= Exercise goal =
Please reproduce each of the following entries exactly.
### Data to use ###
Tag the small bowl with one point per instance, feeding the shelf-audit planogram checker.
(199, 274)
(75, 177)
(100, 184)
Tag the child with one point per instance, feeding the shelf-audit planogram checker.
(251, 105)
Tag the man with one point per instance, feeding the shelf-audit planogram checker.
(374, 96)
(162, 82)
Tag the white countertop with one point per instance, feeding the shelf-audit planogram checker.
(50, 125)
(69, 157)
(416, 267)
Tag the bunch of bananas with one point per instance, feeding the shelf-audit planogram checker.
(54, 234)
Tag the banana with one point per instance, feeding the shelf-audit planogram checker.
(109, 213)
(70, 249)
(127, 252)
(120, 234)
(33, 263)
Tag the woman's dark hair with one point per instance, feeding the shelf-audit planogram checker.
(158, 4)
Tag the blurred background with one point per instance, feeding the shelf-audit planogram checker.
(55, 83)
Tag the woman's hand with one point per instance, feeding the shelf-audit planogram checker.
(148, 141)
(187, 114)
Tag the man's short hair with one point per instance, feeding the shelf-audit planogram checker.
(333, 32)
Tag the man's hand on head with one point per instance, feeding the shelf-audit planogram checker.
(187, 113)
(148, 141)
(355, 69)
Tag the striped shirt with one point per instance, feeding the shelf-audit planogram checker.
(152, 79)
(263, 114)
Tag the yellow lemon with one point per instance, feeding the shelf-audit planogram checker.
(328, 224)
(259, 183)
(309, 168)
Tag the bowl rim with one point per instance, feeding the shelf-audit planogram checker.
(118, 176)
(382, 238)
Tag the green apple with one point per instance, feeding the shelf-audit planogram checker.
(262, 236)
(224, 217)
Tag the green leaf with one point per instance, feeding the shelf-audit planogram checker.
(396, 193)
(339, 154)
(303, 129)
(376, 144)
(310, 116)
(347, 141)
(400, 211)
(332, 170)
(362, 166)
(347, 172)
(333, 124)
###
= Response for this exercise =
Tag the small bowl with one point per instance, feeding the shelf-audit planogram checker.
(199, 274)
(75, 177)
(100, 184)
Tag the child with one point per instance, feeding the shelf-audit planogram checker.
(251, 105)
Tag the man with one point per instance, feeding the shelf-audit planogram checker.
(374, 96)
(162, 82)
Tag the white countertop with one point per instance, feeding the shelf-audit planogram checker.
(50, 125)
(69, 157)
(416, 267)
Tag the bunch of bananas with one point per instance, feeding the shelf-audit planogram checker.
(54, 234)
Tag the banana with one point per instance, feeding the shelf-audit planogram checker.
(109, 213)
(70, 249)
(127, 252)
(120, 234)
(33, 263)
Tag the woman's dark hair with one point per instance, feeding the shelf-audit planogram checker.
(158, 4)
Tag the blurred background with one point per instance, feeding the shelf-audit planogram checker.
(55, 83)
Tag the woman's hand with one point per instance, feeding the shelf-audit planogram checker.
(148, 141)
(187, 114)
Tag the man's short hair with one point per instance, feeding the shelf-audit planogram checker.
(333, 32)
Tag the man's hand on head with one point per instance, feeding the shelf-audit planogram checker.
(187, 113)
(148, 141)
(355, 69)
Tag the striped shirt with one point per instance, feeding the shelf-audit planogram checker.
(152, 79)
(263, 114)
Tag the yellow lemon with one point per instance, feeding the shelf-audit planogram checker.
(328, 224)
(259, 183)
(309, 168)
Tag the bowl rim with one point per instance, feeding the shelf-audit planogram checker.
(118, 176)
(382, 238)
Tag the green apple with one point per instance, feeding the shelf-audit planogram checker.
(262, 236)
(224, 217)
Tag the green leaf with one point per instance, feeding the shelf-audit planogram checker.
(396, 193)
(339, 154)
(303, 129)
(376, 144)
(310, 116)
(347, 141)
(400, 211)
(332, 170)
(362, 166)
(347, 172)
(333, 124)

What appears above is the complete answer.